Given request 1: For each statement below, decide whether the passage on options market makers agrees with it. Answer yes or no, and quote the words of the passage that settle it. (a) Market makers earn their profit mainly from the bid-ask spread. (b) Market makers earn more from their work today than they did in the past. (c) Sellers of call options face a limited maximum loss.
Given request 2: Resume the passage on options market makers after its closing question, keeping its explanatory style.

Selected excerpt:

****

In a couple of previous articles, I mentioned the role of Market Makers in the options market. These people make the market possible by standing ready to buy or sell options at any time. Of course, they’re not doing this as a public service. They make money at it (although not as much as they used to).

The option market makers’ profit comes primarily from the bid-ask spread on the options they deal in. They buy at the bid, sell at the ask, and make the difference. Many times, this means selling options that they don’t own – being *short* the options.

Looking at just Call options for the moment, we know that people who buy them have potentially unlimited profit. The higher the price of the underlying asset (“the stock”) goes, the more the call buyers can make, with no limit. Since every option contract is a zero-sum proposition, the sellers of calls have potentially unlimited losses.

Then aren’t market makers taking on a huge amount of risk, by being short a lot of options?

****

Data block:
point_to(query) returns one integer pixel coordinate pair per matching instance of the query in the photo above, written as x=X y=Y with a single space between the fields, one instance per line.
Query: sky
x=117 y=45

****

Task output 1:
(a) Yes: "The option market makers’ profit comes primarily from the bid-ask spread on the options they deal in."
(b) No: "although not as much as they used to"
(c) No: "the sellers of calls have potentially unlimited losses."

Task output 2:
No, they’re not. They take on no risk at all related to movement of the stock price. They avoid that risk by using positions in the underlying stock itself as a *hedge* against their option positions. Here’s how it works: An option market maker sells 10 call contracts, representing 1000 shares of stock. As of that moment, every penny that the stock rises is going to take money out of his pocket and put it into that of the option buyer. To negate this, the market maker immediately buys stock himself. In that way, every penny that he loses on the option, will be made up for by a gain on the stock. Conversely, if the price of the stock goes down, the market maker makes money on the options, and now loses the same amount on the stock. The market maker is neutral as to the stock price – he doesn’t gain or lose if it goes up or down. His money is made on the option bid-ask spread.

Looking at our previous examples, can it be worthwhile for a market maker to buy stock worth $600, just to make a profit of 40 or 50 cents on the option? Isn’t that few pennies of option bid-ask spread a pretty small tail wagging a pretty big dog? Yes and yes. The market makers wouldn’t do the business if they didn’t make money at it.

Now that we know that an options market maker is always hedged, remember that he is continually buying and selling both put options and call options. When he sells calls or buys puts, then he has made his total position more bearish, so he must offset this by *buying stock*. When he sells puts or buys calls, then he has made his position more bullish, so he must offset this by *selling stock*. He is always doing all four things at once (buying calls, selling calls, buying puts, and selling puts). So he is constantly adjusting his stock position, to keep his net options exposure hedged perfectly.

Does the market maker have to buy or sell exactly 100 shares of stock every time he buys or sells an option? No, he doesn’t. The amount of stock that he must buy or sell per option is almost always some number less than 100 shares.

How many?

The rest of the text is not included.